++++ DATA SHOWN

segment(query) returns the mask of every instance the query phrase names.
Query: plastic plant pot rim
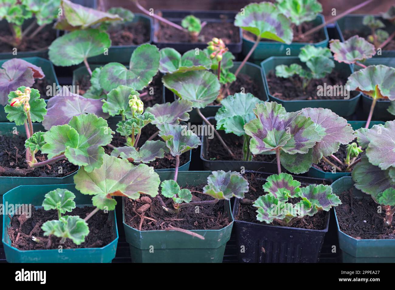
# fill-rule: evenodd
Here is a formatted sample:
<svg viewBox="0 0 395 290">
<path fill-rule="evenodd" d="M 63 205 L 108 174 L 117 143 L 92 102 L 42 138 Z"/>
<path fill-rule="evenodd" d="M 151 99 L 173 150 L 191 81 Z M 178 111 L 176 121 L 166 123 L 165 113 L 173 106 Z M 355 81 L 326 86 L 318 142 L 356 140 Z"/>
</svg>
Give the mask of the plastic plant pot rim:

++++++++

▶ _YOUR OBJECTIVE_: Could you convert every line of the records above into a Markdown table with the columns Row and Line, numbering each row and skipping blank lines? Leave the pictures out of the table.

▶ _EXERCISE SOLUTION_:
| Row | Line |
|---|---|
| 1 | segment(query) returns the mask of every instance the query phrase names. |
| 2 | Query: plastic plant pot rim |
| 3 | # fill-rule: evenodd |
| 4 | Here is a formatted sample: |
| 5 | <svg viewBox="0 0 395 290"> |
| 6 | <path fill-rule="evenodd" d="M 63 205 L 108 174 L 117 143 L 92 102 L 42 138 Z"/> |
| 7 | <path fill-rule="evenodd" d="M 151 99 L 173 150 L 191 81 Z M 178 111 L 176 121 L 166 123 L 165 113 L 173 106 Z M 355 81 L 326 86 L 318 142 L 356 140 Z"/> |
| 8 | </svg> |
| 9 | Give the mask of the plastic plant pot rim: |